### Brief
Rewrite only the lines from the one containing "In the photo above, where can the truck tire" through the end of the records below, both ends included and requests kept as they are, adding -129 to every coordinate in the answers.

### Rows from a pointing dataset

□ □ □ □

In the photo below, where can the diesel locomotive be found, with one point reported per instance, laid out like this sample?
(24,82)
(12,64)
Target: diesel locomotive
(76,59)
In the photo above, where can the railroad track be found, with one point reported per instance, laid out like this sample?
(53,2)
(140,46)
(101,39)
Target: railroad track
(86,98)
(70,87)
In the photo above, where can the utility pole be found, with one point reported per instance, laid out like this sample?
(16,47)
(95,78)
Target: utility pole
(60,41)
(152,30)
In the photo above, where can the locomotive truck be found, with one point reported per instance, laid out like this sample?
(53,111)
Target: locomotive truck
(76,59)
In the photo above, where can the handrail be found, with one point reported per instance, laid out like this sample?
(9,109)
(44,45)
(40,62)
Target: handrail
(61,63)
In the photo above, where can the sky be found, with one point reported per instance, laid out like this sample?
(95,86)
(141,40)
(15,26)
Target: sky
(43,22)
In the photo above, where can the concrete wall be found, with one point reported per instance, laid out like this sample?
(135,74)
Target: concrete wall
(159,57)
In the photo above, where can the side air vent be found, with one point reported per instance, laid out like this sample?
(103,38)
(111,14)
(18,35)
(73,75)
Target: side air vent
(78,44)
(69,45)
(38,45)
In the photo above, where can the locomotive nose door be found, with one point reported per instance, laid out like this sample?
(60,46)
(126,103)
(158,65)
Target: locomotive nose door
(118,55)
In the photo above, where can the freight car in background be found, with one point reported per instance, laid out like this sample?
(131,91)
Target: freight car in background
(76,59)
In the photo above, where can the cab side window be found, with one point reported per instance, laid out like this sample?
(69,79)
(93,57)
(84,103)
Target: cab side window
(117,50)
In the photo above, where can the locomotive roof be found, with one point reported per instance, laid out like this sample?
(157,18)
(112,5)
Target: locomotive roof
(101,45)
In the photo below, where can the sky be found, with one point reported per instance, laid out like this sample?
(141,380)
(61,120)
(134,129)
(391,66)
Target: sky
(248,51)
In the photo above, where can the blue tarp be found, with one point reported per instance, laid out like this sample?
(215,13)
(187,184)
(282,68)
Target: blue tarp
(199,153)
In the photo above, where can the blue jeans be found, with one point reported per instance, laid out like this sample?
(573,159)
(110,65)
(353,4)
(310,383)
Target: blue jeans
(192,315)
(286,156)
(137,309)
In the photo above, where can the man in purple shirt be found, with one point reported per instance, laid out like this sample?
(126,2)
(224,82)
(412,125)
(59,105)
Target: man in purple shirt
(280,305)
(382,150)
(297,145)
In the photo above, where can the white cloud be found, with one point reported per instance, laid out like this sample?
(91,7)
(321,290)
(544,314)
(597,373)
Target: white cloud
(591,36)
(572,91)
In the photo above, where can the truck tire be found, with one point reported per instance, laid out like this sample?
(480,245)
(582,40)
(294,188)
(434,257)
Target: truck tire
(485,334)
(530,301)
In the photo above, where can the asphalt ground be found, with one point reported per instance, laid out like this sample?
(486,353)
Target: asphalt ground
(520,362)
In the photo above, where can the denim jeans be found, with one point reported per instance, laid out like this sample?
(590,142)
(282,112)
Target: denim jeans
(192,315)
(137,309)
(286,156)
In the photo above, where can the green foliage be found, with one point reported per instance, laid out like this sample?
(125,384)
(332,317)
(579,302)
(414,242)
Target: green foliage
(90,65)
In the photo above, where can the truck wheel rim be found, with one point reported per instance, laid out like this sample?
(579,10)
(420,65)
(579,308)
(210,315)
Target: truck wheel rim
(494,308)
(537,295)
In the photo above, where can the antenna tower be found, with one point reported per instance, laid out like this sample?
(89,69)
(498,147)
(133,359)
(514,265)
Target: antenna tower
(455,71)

□ □ □ □

### Response
In the photo above, where can the truck tire be found, with one point reported per instance, laid out like this sample?
(480,245)
(582,40)
(294,188)
(434,257)
Target: truck tire
(356,205)
(401,172)
In the photo above, where can the asphalt ground be found, with one point reported per instance, laid out like this sample?
(486,353)
Target: asphalt ground
(391,233)
In the photo above, where can the denim jeans be found, with one point reported per instance, laid out like this sample?
(590,142)
(282,112)
Target: denim jeans
(63,186)
(8,180)
(157,27)
In the photo above, where can the green foliage be found, with one point reported per instance, laid out like this sample?
(125,384)
(332,317)
(579,302)
(414,242)
Target: green foliage
(-39,-64)
In the photo above, where can the truck wheel rim be found, with one point reported per instance, laid out like this sample?
(579,10)
(420,65)
(579,308)
(210,315)
Target: truck wheel rim
(365,179)
(408,166)
In the photo above, where can the antenna tower be found, with one point reported per instance, laid out like this sample?
(89,69)
(498,147)
(133,359)
(514,265)
Target: antenna tower
(326,-58)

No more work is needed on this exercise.